# [RAW RECORDS]
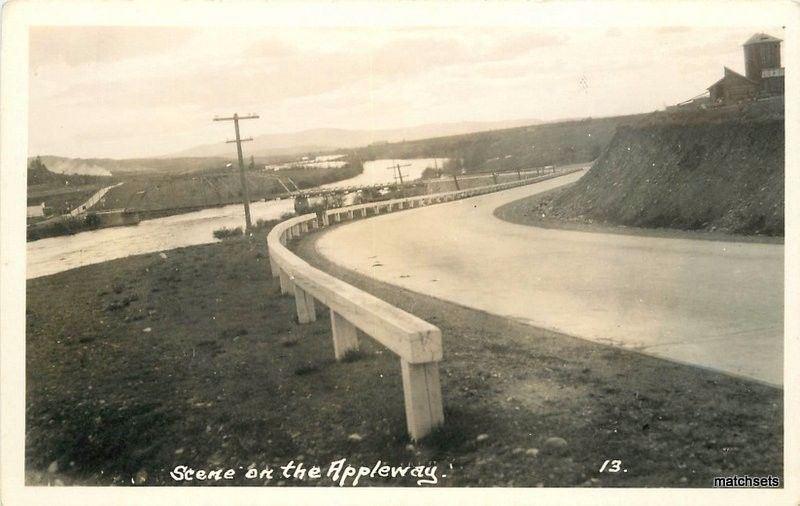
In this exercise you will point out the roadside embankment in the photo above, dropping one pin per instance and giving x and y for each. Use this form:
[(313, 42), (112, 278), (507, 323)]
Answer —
[(722, 176), (193, 357)]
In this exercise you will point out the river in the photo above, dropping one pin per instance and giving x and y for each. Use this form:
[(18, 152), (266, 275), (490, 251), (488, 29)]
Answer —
[(56, 254)]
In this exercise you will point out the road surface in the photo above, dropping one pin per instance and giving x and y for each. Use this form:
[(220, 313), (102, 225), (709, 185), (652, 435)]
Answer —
[(708, 303)]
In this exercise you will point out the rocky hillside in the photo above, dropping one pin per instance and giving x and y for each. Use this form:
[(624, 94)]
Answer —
[(716, 175)]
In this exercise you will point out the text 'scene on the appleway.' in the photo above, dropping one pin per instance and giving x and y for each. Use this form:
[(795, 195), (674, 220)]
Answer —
[(339, 472)]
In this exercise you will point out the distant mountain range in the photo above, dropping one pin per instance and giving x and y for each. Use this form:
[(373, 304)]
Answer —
[(320, 139)]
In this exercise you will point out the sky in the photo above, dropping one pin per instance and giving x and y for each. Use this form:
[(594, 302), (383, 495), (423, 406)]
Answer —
[(125, 92)]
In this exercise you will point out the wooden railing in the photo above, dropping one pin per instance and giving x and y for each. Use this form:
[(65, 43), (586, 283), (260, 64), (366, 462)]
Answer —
[(416, 342)]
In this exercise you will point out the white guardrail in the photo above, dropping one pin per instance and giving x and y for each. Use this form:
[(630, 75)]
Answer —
[(415, 341)]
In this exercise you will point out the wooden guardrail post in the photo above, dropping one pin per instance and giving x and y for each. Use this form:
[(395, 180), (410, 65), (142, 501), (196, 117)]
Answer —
[(285, 283), (345, 336), (423, 397)]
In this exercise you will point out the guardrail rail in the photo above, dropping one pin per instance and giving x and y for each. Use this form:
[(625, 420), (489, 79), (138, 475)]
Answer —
[(417, 343)]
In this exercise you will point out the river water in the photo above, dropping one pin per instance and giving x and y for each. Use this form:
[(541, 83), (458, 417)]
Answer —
[(56, 254)]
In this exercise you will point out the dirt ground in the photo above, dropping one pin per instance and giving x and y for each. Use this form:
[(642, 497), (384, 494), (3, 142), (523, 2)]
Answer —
[(138, 365), (530, 210)]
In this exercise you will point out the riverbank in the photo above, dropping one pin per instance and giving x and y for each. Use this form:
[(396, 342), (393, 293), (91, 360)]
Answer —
[(193, 357)]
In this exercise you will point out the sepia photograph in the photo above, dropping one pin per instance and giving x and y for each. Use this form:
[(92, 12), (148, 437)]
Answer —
[(511, 247)]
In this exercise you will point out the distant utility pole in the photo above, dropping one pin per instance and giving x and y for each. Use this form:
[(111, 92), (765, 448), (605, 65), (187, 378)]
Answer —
[(245, 196)]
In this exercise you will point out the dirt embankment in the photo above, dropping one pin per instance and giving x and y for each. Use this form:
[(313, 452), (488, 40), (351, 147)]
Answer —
[(725, 176), (194, 358)]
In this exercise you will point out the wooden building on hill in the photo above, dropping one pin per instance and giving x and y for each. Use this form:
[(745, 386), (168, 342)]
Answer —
[(764, 76), (733, 88)]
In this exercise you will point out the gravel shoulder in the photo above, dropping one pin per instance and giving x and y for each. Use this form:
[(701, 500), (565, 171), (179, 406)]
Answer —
[(140, 364)]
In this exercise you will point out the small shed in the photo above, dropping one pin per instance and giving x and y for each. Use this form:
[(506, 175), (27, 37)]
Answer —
[(733, 88)]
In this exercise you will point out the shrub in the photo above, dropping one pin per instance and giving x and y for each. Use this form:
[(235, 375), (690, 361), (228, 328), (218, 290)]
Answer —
[(227, 233)]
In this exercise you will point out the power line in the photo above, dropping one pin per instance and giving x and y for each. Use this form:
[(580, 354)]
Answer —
[(245, 196)]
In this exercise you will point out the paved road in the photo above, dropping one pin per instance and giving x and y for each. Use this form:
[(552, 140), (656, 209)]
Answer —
[(709, 303)]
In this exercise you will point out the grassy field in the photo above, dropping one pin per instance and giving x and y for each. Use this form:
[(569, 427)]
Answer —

# [STATED GOAL]
Convert the items from their first line through the line containing "[(125, 92)]", inclusive, into a JSON list of strings with one string per line, omitting blank lines and leaving out the picture.

# [TASK SOLUTION]
[
  "In this exercise you will point out the roadside embankment in the photo above, dropping one pin per instance and giving x and y for each. Use this form:",
  "[(313, 42), (112, 278), (507, 323)]",
  "Answer —",
  "[(722, 176), (193, 357)]",
  "In this exercise you will point out the river in the photo above, dropping one pin per instance and giving x and y for each. Use this form:",
  "[(18, 152), (266, 275), (490, 251), (488, 29)]",
  "Answer —",
  "[(56, 254)]",
  "In this exercise you will point out the road surface in the photo above, dropping one pin per instance and giving x and y for each. Use this form:",
  "[(220, 313), (102, 225), (709, 185), (652, 435)]",
  "Answer —",
  "[(708, 303)]",
  "In this exercise you will point out the rocky hillside in the photo above, dropping one pin per instance and giving x and y for each. Use this form:",
  "[(624, 94)]",
  "Answer —",
  "[(716, 175)]",
  "In this exercise you will point out the text 'scene on the appleway.' in the photo above, dropping one pin per instance and giving x and y for each. Use this form:",
  "[(795, 195), (674, 220)]",
  "Answer —",
  "[(339, 472)]",
  "In this exercise you will point out the distant mountain range in the photo above, dropping one pin per instance and giving x and y for each. Use this form:",
  "[(373, 304)]",
  "Answer —",
  "[(320, 139)]",
  "In this exercise you will point out the sky in the photo above, dropping one pin per instance and giving x and y for each. Use this form:",
  "[(594, 302), (383, 495), (423, 406)]",
  "Answer —",
  "[(125, 92)]"
]